WHAT THE TASK ASKS:
Reproduce the material word for word, from the line containing "Wildlife-tally request: put a marker on the thick" through the end of the material, both ends included.

AVAILABLE DATA:
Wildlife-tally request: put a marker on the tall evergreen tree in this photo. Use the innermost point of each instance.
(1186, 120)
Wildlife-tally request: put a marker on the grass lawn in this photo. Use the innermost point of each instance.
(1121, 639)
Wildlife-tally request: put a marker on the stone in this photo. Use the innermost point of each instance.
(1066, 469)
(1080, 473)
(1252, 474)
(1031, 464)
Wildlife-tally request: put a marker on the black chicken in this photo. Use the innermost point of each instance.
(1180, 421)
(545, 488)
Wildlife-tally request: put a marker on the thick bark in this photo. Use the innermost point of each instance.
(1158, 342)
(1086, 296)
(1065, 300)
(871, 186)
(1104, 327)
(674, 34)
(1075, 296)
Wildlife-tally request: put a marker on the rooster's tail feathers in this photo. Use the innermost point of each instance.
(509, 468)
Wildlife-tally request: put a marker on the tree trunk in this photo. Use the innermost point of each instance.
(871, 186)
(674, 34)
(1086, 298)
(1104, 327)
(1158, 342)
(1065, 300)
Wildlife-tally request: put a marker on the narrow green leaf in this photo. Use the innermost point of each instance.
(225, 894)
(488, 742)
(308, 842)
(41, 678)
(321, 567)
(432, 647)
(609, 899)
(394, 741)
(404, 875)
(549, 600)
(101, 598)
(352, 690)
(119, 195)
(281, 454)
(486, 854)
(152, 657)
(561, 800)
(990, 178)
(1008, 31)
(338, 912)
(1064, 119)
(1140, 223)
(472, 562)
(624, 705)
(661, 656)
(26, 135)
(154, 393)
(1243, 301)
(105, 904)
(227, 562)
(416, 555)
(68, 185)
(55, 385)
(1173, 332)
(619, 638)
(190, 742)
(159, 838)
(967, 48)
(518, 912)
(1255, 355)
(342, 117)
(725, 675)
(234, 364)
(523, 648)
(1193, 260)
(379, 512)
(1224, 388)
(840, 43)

COMPLETED TASK:
Wildlife-tally request: put a marker on the thick bark in this photo. Use the innermost point of each instance.
(1158, 342)
(1086, 296)
(1065, 300)
(871, 186)
(1104, 327)
(674, 34)
(1075, 296)
Wildlife-tally request: put a marker on the rooster's tail feathers in this photo. Use the innermost point of each instance.
(509, 468)
Wildlife-tally request: put a marker on the tree trunk in this photo. Use the innermost point of each instance.
(871, 186)
(674, 34)
(1086, 298)
(1104, 327)
(1158, 342)
(1065, 300)
Wildlife-tally request: put a marker on the narrow green leaf in this photo. Use the innermost point of each instance.
(225, 894)
(488, 742)
(308, 842)
(41, 678)
(321, 567)
(432, 647)
(609, 899)
(394, 741)
(404, 875)
(549, 600)
(101, 598)
(352, 690)
(119, 195)
(281, 454)
(486, 854)
(152, 657)
(561, 800)
(990, 178)
(1008, 31)
(338, 912)
(1064, 119)
(1140, 223)
(472, 562)
(624, 705)
(661, 656)
(26, 135)
(154, 393)
(1243, 301)
(105, 904)
(227, 562)
(416, 555)
(68, 185)
(55, 385)
(1173, 332)
(619, 638)
(190, 742)
(159, 838)
(967, 48)
(518, 912)
(1255, 355)
(342, 117)
(725, 675)
(234, 364)
(523, 648)
(1193, 260)
(379, 512)
(1224, 388)
(840, 43)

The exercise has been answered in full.